--- begin Document ---

0

The aim is to read in a file, calculate frequencies of each character and perform a huffman encoding, where the most common letters will be short binary codes i.e 001, and the least common will be longer, i.e 01000100.

I have created a linked list containing a sorted (in ascending order) list of all characters and their respective frequencies. This is passed to the function below. In this function I aimed to add the two lowest frequencies and build the binary tree like that until the length of the tree is 1. I'm unsure where to go from here, I know I have to look through the tree and see at which stage it goes left or right, then store a 0 (left) or 1 (right). - but i dont know how to build a function to do this!

void traverse_list(pqueue *list)
    {
    char letters[CHARACTERS] = { 0 };
    int frequencies[CHARACTERS] = { 0 };
    int j = 0, l = 0, len = 0;
    node *temp = list->head;
    tree *array[CHARACTERS];
    while (temp != NULL)

--- end Document ---
--- begin Excerpted data ---

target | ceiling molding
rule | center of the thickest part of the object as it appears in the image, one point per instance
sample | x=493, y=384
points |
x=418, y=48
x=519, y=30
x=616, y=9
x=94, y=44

--- end Excerpted data ---

### Directive 1
Reproduce the part of the Huffman encoding post between "The aim is to" and "void traverse_list(pqueue *list)", inclusive.
### Directive 2
Carry on with the Huffman encoding post, picking up right after its final line.
The entries have nothing to do with what is asked here.

### Task output 1
The aim is to read in a file, calculate frequencies of each character and perform a huffman encoding, where the most common letters will be short binary codes i.e 001, and the least common will be longer, i.e 01000100.

I have created a linked list containing a sorted (in ascending order) list of all characters and their respective frequencies. This is passed to the function below. In this function I aimed to add the two lowest frequencies and build the binary tree like that until the length of the tree is 1. I'm unsure where to go from here, I know I have to look through the tree and see at which stage it goes left or right, then store a 0 (left) or 1 (right). - but i dont know how to build a function to do this!

void traverse_list(pqueue *list)

### Task output 2
    {
        letters[j] = temp->letter;
        frequencies[j] = temp -> frequency;
        temp = temp->next;
        j++;
    }
    for (l = 0; l < CHARACTERS; l++)
    {
        if (frequencies[j])
        {
            tree* huffman = calloc(1, sizeof(tree));
            huffman -> letter = letters[l];
            huffman -> frequency = frequencies[l];
            array[len++] = huffman;
        }
    }

    while (len > 1)
    {
        tree* huffman = malloc(sizeof(tree));
        huffman -> left = array[len--];
        huffman -> right = array[len--];
        huffman -> frequency = huffman -> left -> frequency + huffman -> right -> frequency;
        array[len++] = huffman;
    } 
}

For easier reading the structs look like:

typedef struct Node
{
    char letter;
    int frequency;
    struct Node *next;

}node;

typedef struct pqueue
{
    node *head;

}pqueue;

typedef struct tree
{
    struct tree *left;
    struct tree *right;
    char letter;
    int frequency;
}tree;
Finlandia_C
  • 385
  • 6
  • 19

2 Answers2

1

I do not understand why you create so many arrays and then using them create new nodes again. I think this could be easily done by modifying the structure of Node. Something like this ::

typedef struct Node
{
    char letter;
    int frequency;
    struct Node *next;
    struct Node *left, *right;
}node;

So, you can do the following for forming a tree.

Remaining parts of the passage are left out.